*Aim*
Locate the line that contains "Keypoint placement: for each instance of the white backdrop, put", then copy it and all later lines of the data below exactly, through the last one.

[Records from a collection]

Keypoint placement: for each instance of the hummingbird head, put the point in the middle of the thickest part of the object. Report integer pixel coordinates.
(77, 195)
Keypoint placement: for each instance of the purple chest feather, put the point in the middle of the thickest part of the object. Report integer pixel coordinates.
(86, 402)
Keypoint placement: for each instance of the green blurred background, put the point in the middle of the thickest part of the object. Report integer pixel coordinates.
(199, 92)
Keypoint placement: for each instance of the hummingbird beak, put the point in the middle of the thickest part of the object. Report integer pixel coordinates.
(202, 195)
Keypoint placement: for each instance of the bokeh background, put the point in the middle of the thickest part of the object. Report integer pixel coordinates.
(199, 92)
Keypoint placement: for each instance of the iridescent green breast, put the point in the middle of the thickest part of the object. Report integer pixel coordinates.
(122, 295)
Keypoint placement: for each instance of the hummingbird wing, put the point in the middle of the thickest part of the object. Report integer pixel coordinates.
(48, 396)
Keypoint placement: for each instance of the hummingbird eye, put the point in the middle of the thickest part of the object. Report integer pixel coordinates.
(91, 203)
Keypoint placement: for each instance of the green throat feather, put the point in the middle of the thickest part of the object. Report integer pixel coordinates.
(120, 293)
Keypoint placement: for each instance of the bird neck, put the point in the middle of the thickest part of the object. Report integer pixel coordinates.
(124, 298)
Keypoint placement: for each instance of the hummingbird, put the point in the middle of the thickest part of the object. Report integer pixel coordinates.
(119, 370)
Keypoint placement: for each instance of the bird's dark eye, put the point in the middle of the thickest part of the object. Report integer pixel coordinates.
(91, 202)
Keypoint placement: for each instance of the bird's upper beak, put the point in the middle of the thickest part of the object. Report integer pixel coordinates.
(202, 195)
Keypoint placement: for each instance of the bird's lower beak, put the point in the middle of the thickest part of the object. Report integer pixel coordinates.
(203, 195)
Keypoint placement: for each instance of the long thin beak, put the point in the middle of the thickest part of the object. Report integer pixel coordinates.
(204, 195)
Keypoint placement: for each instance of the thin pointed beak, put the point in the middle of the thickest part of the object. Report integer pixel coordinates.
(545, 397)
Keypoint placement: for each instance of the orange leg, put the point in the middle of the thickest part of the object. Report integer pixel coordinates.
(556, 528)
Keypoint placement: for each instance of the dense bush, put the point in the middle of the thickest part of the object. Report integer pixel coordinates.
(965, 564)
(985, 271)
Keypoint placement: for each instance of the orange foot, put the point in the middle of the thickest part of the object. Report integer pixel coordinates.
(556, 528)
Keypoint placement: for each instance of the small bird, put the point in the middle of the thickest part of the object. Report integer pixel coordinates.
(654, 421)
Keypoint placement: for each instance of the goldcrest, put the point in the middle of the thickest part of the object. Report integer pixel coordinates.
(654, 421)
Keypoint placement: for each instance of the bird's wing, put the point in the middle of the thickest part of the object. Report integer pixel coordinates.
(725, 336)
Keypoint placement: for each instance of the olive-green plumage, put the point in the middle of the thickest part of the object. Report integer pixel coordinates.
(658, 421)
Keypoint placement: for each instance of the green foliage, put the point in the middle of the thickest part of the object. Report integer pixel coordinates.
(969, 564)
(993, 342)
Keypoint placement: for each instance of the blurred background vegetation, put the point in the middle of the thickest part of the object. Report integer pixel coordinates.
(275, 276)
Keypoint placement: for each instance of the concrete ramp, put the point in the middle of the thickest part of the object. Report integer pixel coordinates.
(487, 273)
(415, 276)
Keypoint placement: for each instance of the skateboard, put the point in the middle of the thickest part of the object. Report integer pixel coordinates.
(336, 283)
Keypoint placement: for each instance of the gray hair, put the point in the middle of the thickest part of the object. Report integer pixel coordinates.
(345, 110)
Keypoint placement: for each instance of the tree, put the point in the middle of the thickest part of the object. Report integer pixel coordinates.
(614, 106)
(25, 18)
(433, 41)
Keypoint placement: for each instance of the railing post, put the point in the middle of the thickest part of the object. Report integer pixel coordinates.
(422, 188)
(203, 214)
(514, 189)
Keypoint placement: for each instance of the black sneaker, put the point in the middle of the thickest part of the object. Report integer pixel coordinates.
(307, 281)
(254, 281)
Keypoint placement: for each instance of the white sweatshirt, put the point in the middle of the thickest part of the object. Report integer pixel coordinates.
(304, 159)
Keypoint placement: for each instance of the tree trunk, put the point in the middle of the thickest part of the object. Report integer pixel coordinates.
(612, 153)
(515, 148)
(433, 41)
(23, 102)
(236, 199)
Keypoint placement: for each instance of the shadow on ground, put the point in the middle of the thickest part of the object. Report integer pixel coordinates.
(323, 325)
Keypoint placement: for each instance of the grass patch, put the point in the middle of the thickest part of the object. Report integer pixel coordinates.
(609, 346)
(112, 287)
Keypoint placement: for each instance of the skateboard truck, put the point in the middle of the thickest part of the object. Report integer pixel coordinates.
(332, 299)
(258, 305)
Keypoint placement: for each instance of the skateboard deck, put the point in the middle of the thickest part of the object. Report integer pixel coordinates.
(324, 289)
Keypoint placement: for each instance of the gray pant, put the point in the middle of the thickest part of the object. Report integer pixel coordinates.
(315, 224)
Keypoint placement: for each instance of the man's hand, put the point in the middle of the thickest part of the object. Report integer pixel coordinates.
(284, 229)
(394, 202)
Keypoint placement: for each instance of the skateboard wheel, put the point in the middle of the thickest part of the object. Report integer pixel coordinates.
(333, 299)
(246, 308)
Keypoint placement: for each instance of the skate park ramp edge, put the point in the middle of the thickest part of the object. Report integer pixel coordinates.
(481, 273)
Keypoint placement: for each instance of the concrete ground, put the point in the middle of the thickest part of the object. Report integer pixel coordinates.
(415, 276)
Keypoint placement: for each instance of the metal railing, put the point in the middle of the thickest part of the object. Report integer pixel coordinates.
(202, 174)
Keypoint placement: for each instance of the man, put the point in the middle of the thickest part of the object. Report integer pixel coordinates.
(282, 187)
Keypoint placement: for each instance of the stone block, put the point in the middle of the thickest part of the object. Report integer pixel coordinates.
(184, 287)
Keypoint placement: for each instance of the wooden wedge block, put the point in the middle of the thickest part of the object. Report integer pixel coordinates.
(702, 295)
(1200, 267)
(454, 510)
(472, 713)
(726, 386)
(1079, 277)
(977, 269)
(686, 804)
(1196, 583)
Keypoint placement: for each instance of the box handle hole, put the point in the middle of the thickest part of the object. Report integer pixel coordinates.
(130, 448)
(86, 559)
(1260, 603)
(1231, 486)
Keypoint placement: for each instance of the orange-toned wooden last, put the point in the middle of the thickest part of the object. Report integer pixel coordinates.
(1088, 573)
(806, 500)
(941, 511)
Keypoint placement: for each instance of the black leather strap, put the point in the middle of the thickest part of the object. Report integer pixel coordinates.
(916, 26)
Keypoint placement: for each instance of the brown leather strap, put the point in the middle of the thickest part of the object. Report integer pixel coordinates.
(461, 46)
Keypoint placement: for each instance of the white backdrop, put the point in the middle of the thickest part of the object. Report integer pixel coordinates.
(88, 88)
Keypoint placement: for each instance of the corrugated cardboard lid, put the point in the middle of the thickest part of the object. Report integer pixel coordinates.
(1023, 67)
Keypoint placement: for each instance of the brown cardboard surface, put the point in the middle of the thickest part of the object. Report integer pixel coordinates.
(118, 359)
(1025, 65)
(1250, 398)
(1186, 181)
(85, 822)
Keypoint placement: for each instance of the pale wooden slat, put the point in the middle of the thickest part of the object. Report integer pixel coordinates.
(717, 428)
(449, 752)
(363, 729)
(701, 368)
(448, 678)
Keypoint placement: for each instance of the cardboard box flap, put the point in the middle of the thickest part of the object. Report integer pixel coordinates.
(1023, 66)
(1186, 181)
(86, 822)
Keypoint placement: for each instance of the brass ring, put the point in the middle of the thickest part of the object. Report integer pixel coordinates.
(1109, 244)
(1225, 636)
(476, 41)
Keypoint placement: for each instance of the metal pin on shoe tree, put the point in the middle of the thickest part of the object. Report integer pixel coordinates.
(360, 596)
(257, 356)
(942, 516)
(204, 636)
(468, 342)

*Task output*
Keypoint placement: for each instance of the white backdrop, put the point in the middle of the thickest part of the object. Report integer pixel coordinates.
(88, 88)
Keypoint placement: for each instance of the corrugated cardboard lid, put the point in the middle of the thickest part of the object. Report integer pixel coordinates.
(1023, 67)
Keypoint placement: for each instance of the brown cardboard surface, put the point in the middle of the thickest part of the object. Report integer pixel coordinates.
(118, 359)
(1025, 65)
(1250, 398)
(1186, 181)
(85, 822)
Keypoint placement: for each instance of the pale wooden slat, put the point in the middle of the thickest part of the object. Report integer pixel coordinates.
(717, 428)
(449, 752)
(363, 729)
(701, 368)
(448, 678)
Keypoint placement: for each instance of the cardboard box flap, put the point in the middle of the thickest part of the object. Report integer pixel coordinates.
(1023, 66)
(1186, 181)
(86, 822)
Keypoint placement: for each instance of the brass ring, put the point in the middle of the thickest part of the object. Report integer pixel coordinates.
(1109, 244)
(1225, 636)
(476, 41)
Keypoint placement: for each instance of the metal pin on shoe tree, put the point in the middle of the thickest part of the object. Report integer pixel coordinates.
(360, 596)
(257, 356)
(942, 516)
(204, 636)
(468, 342)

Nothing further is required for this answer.